Directions
The required output is the line with "Where in the photo above can the paved stone" and each line that follows it to the end of the entries below, copied exactly and with nothing added.

Provided data section start

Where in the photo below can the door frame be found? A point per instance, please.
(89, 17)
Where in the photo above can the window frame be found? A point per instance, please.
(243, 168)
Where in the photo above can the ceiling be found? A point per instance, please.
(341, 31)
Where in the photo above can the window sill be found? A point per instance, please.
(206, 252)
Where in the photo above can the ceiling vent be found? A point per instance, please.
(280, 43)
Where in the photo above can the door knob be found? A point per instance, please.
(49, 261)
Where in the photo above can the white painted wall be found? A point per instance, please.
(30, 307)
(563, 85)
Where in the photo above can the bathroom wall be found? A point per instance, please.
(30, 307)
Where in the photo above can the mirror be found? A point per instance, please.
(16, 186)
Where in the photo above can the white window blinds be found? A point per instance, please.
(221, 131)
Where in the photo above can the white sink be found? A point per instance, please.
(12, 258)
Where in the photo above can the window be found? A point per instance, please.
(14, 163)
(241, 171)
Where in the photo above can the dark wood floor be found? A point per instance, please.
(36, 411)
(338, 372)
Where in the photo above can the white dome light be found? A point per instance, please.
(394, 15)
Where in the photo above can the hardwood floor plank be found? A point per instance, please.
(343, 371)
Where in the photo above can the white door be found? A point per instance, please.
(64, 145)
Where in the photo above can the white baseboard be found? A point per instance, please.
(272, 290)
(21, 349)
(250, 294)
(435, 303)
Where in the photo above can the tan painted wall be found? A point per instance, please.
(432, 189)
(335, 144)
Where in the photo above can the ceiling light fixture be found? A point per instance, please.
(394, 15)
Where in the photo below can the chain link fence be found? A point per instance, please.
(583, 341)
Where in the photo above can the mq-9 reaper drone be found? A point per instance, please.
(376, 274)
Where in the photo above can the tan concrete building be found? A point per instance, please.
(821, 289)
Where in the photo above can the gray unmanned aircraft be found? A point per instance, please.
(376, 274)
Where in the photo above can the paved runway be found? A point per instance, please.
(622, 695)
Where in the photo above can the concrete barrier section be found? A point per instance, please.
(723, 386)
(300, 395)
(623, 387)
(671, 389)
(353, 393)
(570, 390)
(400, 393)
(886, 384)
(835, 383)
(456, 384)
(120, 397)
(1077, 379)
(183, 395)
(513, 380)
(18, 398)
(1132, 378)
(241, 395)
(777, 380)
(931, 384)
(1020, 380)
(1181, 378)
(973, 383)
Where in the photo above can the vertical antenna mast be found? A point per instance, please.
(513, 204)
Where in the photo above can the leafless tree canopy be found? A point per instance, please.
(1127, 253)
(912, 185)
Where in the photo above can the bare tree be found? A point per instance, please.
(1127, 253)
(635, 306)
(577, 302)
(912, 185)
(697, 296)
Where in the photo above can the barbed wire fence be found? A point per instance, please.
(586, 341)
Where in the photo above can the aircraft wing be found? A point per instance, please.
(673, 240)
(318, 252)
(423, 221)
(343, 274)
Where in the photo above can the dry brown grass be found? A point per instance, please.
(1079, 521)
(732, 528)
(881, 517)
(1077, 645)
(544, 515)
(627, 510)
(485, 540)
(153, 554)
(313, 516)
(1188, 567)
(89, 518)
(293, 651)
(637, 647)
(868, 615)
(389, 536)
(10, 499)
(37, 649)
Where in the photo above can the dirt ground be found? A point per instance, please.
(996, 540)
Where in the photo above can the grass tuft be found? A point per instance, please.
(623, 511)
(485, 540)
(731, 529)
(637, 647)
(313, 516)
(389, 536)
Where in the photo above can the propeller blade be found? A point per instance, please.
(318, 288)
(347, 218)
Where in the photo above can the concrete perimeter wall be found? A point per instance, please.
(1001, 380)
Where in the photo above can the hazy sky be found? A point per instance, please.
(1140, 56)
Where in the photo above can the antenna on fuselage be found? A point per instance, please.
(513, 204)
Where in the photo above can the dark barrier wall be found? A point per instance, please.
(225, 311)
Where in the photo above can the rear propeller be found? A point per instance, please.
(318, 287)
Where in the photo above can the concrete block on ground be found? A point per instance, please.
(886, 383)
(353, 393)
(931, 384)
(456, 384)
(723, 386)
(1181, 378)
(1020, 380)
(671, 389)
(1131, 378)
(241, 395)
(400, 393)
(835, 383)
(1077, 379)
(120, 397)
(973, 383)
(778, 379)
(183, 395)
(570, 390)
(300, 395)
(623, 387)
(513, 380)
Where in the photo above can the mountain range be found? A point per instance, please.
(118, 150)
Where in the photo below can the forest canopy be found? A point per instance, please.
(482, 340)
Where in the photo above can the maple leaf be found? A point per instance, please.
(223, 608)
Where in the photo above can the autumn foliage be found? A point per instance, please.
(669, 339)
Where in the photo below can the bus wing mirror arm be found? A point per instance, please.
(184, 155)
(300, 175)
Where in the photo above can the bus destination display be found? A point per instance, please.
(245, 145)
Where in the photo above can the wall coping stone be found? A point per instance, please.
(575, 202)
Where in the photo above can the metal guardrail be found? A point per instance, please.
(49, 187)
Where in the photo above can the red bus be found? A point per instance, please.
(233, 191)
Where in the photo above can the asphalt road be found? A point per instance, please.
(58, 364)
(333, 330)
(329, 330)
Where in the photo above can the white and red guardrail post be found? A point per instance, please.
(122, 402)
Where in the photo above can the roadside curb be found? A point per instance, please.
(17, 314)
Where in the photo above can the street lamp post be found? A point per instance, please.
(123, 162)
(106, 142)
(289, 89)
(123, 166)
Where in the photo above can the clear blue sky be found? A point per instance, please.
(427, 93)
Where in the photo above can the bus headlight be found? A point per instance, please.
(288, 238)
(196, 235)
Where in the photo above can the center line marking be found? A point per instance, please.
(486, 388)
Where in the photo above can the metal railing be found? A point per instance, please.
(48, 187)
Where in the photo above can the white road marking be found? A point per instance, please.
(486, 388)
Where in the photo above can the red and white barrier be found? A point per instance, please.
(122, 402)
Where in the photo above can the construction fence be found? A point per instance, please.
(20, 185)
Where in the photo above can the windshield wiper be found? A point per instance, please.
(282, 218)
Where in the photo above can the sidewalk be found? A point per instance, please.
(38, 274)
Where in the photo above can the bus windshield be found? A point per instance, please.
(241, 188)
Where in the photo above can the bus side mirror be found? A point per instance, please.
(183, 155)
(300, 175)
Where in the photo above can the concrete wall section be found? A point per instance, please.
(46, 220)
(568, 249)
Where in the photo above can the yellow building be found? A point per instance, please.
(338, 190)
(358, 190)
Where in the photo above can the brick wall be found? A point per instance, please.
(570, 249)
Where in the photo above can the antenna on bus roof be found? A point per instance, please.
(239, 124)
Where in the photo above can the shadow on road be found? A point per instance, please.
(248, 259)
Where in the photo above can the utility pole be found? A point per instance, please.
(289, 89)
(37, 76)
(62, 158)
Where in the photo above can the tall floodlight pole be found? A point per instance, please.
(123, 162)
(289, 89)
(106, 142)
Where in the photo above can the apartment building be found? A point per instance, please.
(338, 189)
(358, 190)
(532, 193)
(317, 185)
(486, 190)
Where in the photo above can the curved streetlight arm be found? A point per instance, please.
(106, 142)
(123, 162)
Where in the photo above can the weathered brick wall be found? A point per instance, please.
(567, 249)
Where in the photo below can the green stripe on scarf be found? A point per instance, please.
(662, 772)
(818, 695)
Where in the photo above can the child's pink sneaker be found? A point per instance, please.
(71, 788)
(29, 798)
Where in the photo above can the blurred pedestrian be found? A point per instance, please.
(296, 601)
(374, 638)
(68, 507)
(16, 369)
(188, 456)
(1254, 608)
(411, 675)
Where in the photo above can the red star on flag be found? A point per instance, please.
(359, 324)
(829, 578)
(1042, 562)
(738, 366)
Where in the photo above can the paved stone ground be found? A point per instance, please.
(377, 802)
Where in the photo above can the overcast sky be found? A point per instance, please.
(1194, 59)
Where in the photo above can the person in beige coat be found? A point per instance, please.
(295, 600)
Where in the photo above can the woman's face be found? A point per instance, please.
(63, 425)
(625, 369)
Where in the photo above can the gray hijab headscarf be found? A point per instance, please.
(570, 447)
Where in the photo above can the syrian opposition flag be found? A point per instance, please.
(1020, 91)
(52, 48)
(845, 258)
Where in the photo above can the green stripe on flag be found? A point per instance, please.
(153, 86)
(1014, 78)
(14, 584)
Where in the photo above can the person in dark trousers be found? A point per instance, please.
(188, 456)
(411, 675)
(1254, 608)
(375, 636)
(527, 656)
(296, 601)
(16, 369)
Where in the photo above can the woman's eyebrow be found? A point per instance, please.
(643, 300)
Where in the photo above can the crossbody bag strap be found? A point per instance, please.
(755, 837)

Provided data section end

Answer box
Where in the photo above can the paved stone ground be found? A point per instance, please.
(377, 802)
Where in the photo above can the overcast sky be found? A point per instance, please.
(1194, 59)
Where in the photo above can the person in beige coat be found? A point per instance, please.
(295, 600)
Where in the photo above can the woman's face be found? A point per instance, please.
(63, 425)
(625, 369)
Where in the photo above can the gray hijab headscarf be found? A point per instance, please.
(570, 447)
Where in the photo above can the syrian opposition flag be found? A point per instance, please.
(1020, 91)
(52, 48)
(845, 258)
Where in the photo above can the green stripe on flag be found? A point per instance, please.
(153, 86)
(1014, 78)
(14, 584)
Where in the photo above can the person in dark trousers be found? A point per instance, please.
(188, 456)
(411, 675)
(1254, 608)
(375, 636)
(527, 656)
(296, 601)
(16, 369)
Where in the photo above can the woman's eyebrow be found? A point per instance, please.
(643, 300)
Where in the photo above can the crossbody bag strap be found? A point per instance, please.
(755, 837)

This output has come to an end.